Set down exactly each line of the entries below, beginning at the one that contains "Target: bird" and ending at the last, and no others.

● Data provided
┌────────

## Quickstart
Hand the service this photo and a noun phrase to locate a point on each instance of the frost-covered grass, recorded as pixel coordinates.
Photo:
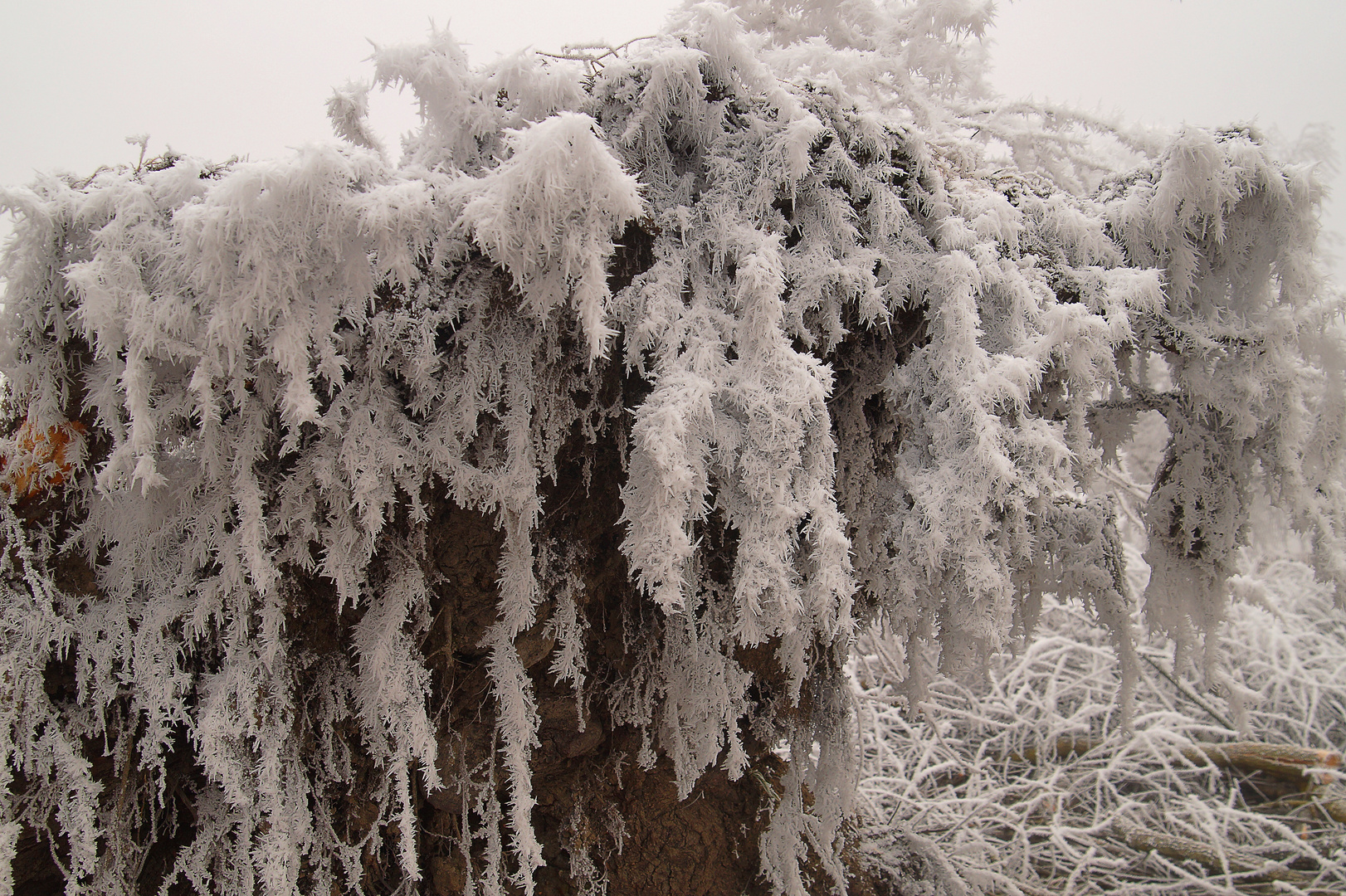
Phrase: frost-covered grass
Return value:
(958, 768)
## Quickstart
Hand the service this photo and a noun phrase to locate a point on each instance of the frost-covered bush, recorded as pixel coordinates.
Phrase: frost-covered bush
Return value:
(856, 334)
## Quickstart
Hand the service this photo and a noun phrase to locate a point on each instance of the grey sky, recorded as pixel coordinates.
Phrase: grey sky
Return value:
(252, 77)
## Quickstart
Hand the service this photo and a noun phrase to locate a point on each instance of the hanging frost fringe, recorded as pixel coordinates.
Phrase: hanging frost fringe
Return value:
(548, 216)
(855, 368)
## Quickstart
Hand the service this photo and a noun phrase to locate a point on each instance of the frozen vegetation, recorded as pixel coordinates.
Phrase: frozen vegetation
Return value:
(839, 348)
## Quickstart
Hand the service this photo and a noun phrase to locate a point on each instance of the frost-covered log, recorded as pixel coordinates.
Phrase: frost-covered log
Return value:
(501, 519)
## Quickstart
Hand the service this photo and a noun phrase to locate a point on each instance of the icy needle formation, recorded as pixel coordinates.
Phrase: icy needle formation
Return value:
(673, 368)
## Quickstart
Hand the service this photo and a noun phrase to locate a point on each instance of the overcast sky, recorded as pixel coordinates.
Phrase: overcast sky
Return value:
(251, 77)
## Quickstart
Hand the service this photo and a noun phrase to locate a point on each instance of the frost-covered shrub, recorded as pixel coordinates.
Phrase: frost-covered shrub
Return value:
(856, 366)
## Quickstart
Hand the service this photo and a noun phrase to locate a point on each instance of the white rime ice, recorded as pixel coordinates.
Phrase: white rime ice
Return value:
(889, 330)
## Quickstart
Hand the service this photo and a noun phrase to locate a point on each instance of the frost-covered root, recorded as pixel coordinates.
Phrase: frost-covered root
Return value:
(1030, 783)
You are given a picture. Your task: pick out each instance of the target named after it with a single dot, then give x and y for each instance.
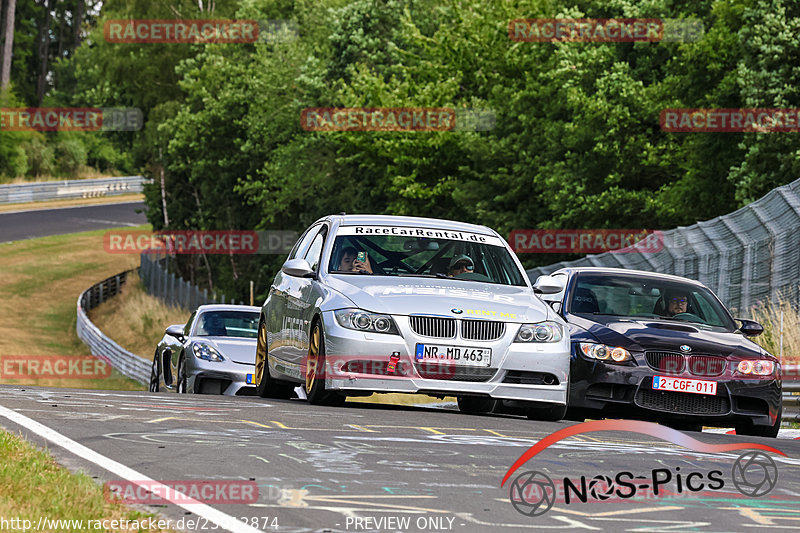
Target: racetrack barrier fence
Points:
(127, 363)
(172, 289)
(747, 257)
(67, 189)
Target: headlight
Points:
(205, 351)
(539, 332)
(361, 320)
(615, 354)
(756, 367)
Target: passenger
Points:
(350, 264)
(459, 265)
(677, 302)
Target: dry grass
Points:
(33, 485)
(769, 316)
(136, 320)
(73, 202)
(39, 287)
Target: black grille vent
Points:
(706, 365)
(683, 403)
(432, 326)
(667, 362)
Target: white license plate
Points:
(695, 386)
(459, 355)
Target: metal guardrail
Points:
(57, 190)
(129, 364)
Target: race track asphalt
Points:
(20, 225)
(372, 467)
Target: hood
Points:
(234, 349)
(653, 334)
(434, 296)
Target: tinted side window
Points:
(304, 242)
(315, 250)
(187, 328)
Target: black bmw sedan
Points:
(663, 348)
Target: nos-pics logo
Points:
(533, 493)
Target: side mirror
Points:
(547, 285)
(298, 268)
(176, 330)
(750, 327)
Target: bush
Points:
(71, 156)
(40, 156)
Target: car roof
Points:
(417, 222)
(227, 307)
(612, 270)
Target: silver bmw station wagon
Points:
(368, 304)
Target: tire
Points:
(181, 388)
(266, 386)
(155, 379)
(315, 373)
(761, 431)
(549, 414)
(474, 405)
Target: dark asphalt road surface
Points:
(17, 226)
(368, 467)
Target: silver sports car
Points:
(213, 353)
(400, 304)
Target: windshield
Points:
(228, 324)
(418, 252)
(643, 297)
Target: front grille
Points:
(706, 365)
(671, 363)
(482, 330)
(451, 372)
(681, 402)
(519, 377)
(431, 326)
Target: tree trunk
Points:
(76, 24)
(8, 44)
(44, 52)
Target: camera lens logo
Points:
(754, 474)
(532, 493)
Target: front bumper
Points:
(219, 377)
(358, 361)
(614, 389)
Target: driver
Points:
(677, 303)
(459, 265)
(349, 263)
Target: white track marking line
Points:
(225, 521)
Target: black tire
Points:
(761, 431)
(476, 405)
(154, 374)
(549, 414)
(265, 385)
(315, 371)
(181, 388)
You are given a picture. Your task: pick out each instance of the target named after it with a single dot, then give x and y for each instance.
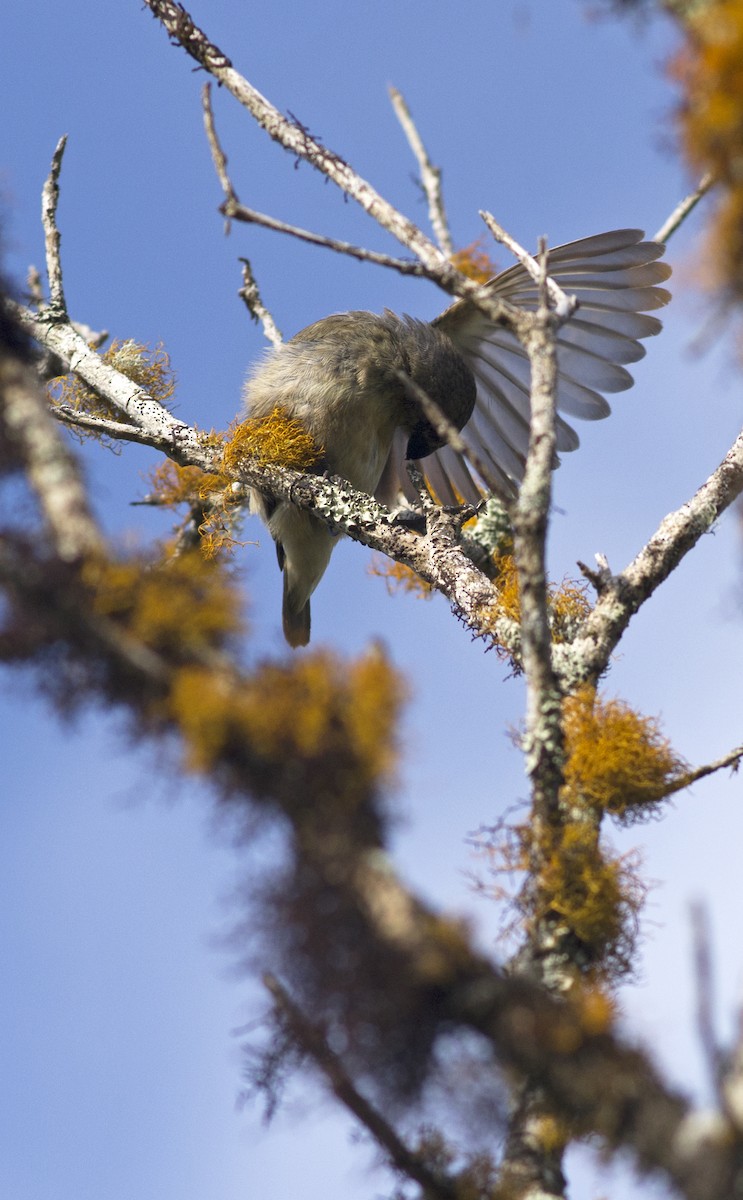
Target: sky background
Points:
(119, 1001)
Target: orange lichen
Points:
(617, 761)
(474, 262)
(400, 577)
(711, 119)
(148, 367)
(274, 441)
(181, 606)
(313, 709)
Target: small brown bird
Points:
(340, 377)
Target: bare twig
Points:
(624, 594)
(49, 199)
(217, 155)
(298, 141)
(682, 210)
(563, 304)
(731, 760)
(313, 1042)
(250, 293)
(233, 210)
(430, 175)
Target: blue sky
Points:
(117, 1002)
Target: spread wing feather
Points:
(615, 277)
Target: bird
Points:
(341, 378)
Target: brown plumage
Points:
(340, 378)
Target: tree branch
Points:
(312, 1042)
(430, 175)
(49, 201)
(684, 208)
(623, 594)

└────────

● Exercise result
Target: bird
Points:
(341, 378)
Target: brown plumage
Points:
(340, 378)
Target: tree branch
Points:
(312, 1042)
(430, 175)
(49, 201)
(684, 208)
(623, 594)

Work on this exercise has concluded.